## Task to carry out
Could you pick up the RefAssured terms and conditions right after their final line and carry them on?

## Document

Refassured, Inc. - Terms and Conditions
Last Updated: February 18th, 2024
The RefAssured Terms and Conditions govern your access to and use of the RefAssured software products, services, the RefAssured website (refassured.com), and the services made available to you via the Website by RefAssured, Inc. By visiting our website, registering to use our application(s), subscribing to our software services, and using RefAssured you agree to be bound by these Terms and Conditions and the general Terms and Conditions applicable to users of the Website as published on the Website. References to “we”, “our” and “us” are references to RefAssured, Inc.
SCOPE
These RefAssured, Inc (“RefAssured”) Terms and Conditions (the “Agreement”) govern the services (the “Services”) ordered by Subscriber from RefAssured and set forth in one or more “Order Forms”, unless Subscriber has signed a separate Services Agreement with RefAssured, and they also govern the use of the RefAssured, Website (“Website”), and or Software Applications or Services (“Software”).
REFASSURED SERVICES
On completion of the Order Form, you will be provided access to the RefAssured Software and will be able to launch reference checks via the Software. Each time you invite a candidate to complete an intake form, you will be requesting reference reports about potential, current, or former employees or contractors (Candidates) from their peers, employers, and other colleagues (Reference Givers). The RefAssured Software is designed to gather information about a Candidate’s talents, skills, competencies, employment history, and other attributes common in the workplace, as well as information that is critical to success in a specific job/role or career (Reference Report). All Reference Reports that are entered into the Software by a Reference Giver in relation to a Candidate will be collated into one report (Report) which we will make available to you. We are not responsible for ensuring that Candidates and Referees respond to the relevant requests for action, nor for the quality of any Reference Givers responses. REFASSURED IS NOT RESPONSIBLE NOR HAS ANY CONTROL FOR ANY REFERENCE GIVER RESPONSES.
ORDER FORMS
An “Order Form” is a form signed or authorized online by the Subscriber that identifies the type and quantity of Services being ordered and the associated fees. The Order Form includes the Service description(s). An Order Form is effective only when signed or authorized online by the Subscriber and either signed or provisioned by RefAssured. By signing the Order Form, you agree to a limited, non-transferable, non-exclusive license to access RefAssured’s software services and use the Software to obtain Reference Reports in relation to a Candidate based on Reference Givers Report.
Each License:
- does not allow or entitle anyone to download or modify any part of our Software.
- does not allow or entitle anyone and expressly prohibits anyone from:
- reusing, reselling or commercial use of the Software.
- any use of data mining, robots, or similar data gathering and extraction tools.

## Recorded data

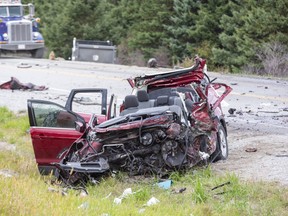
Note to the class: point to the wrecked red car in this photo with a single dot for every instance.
(171, 121)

## Result of the task
PAYMENT
Fees and Expenses. Client shall pay to RefAssured, without offset or deduction, the fees and expenses as determined under any Order Forms and this Agreement. RefAssured reserves the right to increase the fees each year but must provide notification of such increases at least ten (10) days in advance of the expiration of the Initial Term (as defined in the Order Form). RefAssured reserves the right to reconcile applicable product(s) Quantity on a periodic basis, within each Term Period (specific on the Order Form), and, if such number exceeds Client's contracted minimum, RefAssured reserves the right to invoice Client for the corresponding amount on a pro-rata basis.
Taxes. The fees and other amounts payable by Client to RefAssured do not include any taxes of any jurisdiction that may be assessed or imposed upon the Proprietary Items, or otherwise, including sales, use, excise, value-added, personal property, export, import and withholding taxes. Client shall directly pay any such taxes assessed. Client shall promptly reimburse RefAssured for any taxes payable or collectible by RefAssured associated with Client’s subscription.
Payment Terms. RefAssured may accept and process payment (including renewals) from Client by either credit card (e.g., Visa, MasterCard, or any other issuer accepted by RefAssured), wire transfer, or check, as mutually agreed. If payment will be made by credit card, RefAssured will process payment (including renewals) from the Client based on any credit card information RefAssured is provided by Client. By providing RefAssured with credit card information, Client agrees that RefAssured is authorized to invoice and charge Client’s account for all fees and charges due and payable to RefAssured and that no additional notice or consent is required. If Client’s credit card issuer rejects any amount charged on Client’s credit card, then RefAssured will notify Client’s Billing Contact (specified on the Order Form) and Client will timely pay the fees and expenses by check or wire transfer. If any Client payment is more than thirty (30) days past due, interest at the rate of twelve percent (12%) per annum (or, if lower, the maximum rate permitted by applicable law) shall accrue. Unless otherwise specified in this Agreement, all fees and other amounts paid by Client under this Agreement are non-refundable. All dollar amounts referred to in this Agreement are in United States Dollars.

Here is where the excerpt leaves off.